--- start ROWS ---

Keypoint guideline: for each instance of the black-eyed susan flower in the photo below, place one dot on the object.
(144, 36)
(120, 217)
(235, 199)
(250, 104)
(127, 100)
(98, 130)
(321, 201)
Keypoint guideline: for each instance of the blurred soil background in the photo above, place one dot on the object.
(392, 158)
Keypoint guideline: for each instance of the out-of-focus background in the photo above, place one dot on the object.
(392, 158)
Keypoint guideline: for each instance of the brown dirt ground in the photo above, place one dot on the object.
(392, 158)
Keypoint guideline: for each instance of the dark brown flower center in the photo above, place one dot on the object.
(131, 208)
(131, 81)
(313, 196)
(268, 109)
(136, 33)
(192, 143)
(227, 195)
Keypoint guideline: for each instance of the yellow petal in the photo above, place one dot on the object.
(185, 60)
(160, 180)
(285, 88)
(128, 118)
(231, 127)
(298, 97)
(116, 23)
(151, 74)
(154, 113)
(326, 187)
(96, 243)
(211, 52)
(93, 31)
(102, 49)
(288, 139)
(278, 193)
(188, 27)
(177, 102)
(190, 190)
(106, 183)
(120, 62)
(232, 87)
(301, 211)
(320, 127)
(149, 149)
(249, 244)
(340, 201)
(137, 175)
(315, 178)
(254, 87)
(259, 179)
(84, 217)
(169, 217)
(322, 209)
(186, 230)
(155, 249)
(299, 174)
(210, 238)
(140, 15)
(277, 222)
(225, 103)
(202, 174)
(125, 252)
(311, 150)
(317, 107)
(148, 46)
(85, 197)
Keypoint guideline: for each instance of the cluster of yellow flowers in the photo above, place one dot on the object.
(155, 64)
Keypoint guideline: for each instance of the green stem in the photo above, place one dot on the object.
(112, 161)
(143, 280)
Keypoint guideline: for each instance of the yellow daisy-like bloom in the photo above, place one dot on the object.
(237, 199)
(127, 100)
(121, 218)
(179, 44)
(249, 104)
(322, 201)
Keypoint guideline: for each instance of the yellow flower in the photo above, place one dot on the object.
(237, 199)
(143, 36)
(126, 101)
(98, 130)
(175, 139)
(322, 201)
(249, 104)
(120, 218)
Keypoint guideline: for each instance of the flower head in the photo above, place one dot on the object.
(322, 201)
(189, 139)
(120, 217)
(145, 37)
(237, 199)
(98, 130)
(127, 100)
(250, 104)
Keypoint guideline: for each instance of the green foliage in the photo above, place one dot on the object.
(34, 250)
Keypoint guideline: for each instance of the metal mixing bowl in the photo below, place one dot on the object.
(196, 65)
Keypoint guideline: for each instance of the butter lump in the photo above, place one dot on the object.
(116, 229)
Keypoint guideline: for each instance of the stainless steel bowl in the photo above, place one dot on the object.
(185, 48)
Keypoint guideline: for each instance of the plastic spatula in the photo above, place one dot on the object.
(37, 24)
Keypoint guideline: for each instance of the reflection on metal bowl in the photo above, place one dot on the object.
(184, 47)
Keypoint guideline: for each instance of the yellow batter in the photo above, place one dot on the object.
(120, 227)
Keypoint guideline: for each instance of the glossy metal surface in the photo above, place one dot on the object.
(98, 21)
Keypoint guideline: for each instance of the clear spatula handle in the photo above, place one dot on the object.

--- end ROWS ---

■ GOAL
Nothing should be left out: return all of the records exactly.

■ SOLUTION TO THIS EXERCISE
Keypoint guideline: for each instance of the black-eyed susan flower in the photo below, place one dot on the object.
(144, 36)
(120, 217)
(235, 199)
(250, 104)
(127, 100)
(98, 130)
(321, 201)
Keypoint guideline: for each instance of the blurred soil background in the photo above, place one dot on the object.
(392, 158)
Keypoint guideline: for each instance of the out-of-focus background in the photo above, place one dot on the object.
(392, 158)
Keypoint guideline: for each instance of the brown dirt ground in the photo above, place one dot on the object.
(392, 158)
Keypoint guideline: for each instance of the dark brown flower center in the photo above, place one dot on the object.
(131, 208)
(131, 81)
(313, 196)
(268, 109)
(136, 33)
(192, 143)
(227, 195)
Keypoint guideline: for each instance of the yellow petal in the photo above, place one dot on the object.
(185, 60)
(160, 180)
(285, 88)
(128, 118)
(231, 127)
(298, 97)
(116, 23)
(151, 74)
(154, 113)
(326, 187)
(96, 243)
(211, 52)
(93, 31)
(102, 49)
(288, 139)
(278, 193)
(188, 27)
(177, 102)
(190, 190)
(106, 183)
(120, 62)
(232, 87)
(301, 211)
(320, 127)
(149, 149)
(249, 244)
(340, 201)
(137, 175)
(315, 178)
(254, 87)
(259, 179)
(84, 217)
(169, 217)
(322, 209)
(186, 230)
(155, 249)
(299, 174)
(210, 238)
(140, 15)
(277, 222)
(225, 103)
(202, 174)
(125, 252)
(311, 150)
(317, 107)
(148, 46)
(85, 197)
Keypoint guideline: for each instance of the cluster of yellow flowers in the photo above, place one dot on the object.
(155, 64)
Keypoint guideline: for each instance of the green stem in the photo above, place one dot on the object.
(112, 161)
(143, 280)
Keypoint guideline: for each instance of the yellow daisy-like bloom in the photo above, place one dot on the object.
(237, 199)
(127, 100)
(121, 218)
(179, 44)
(249, 104)
(322, 201)
Keypoint guideline: for each instance of the yellow flower in the photo above, place one dot on the object.
(237, 199)
(143, 36)
(126, 101)
(98, 130)
(175, 139)
(322, 201)
(249, 104)
(120, 218)
Keypoint guideline: for each instance of the flower head in the photo above, place one dot on the object.
(322, 201)
(189, 139)
(120, 217)
(145, 37)
(237, 199)
(98, 130)
(127, 100)
(250, 104)
Keypoint guideline: for each instance of the green foliage in the photo above, place one dot on the object.
(34, 250)
Keypoint guideline: for each instance of the metal mixing bowl in the photo below, place one dot on the object.
(196, 65)
Keypoint guideline: for each instance of the butter lump in the photo above, place one dot on the object.
(116, 229)
Keypoint guideline: for each instance of the stainless steel bowl in the photo above, place one dot on the object.
(185, 48)
Keypoint guideline: for each instance of the plastic spatula in the photo above, place one dot on the object.
(37, 24)
Keypoint guideline: for each instance of the reflection on metal bowl in the photo above, place one dot on the object.
(184, 47)
Keypoint guideline: for each instance of the yellow batter in the photo above, place one dot on the object.
(120, 227)
Keypoint guideline: for each instance of the glossy metal surface in the photo above, place one dot on the object.
(98, 21)
Keypoint guideline: for each instance of the clear spatula handle in the photo above, place one dot on the object.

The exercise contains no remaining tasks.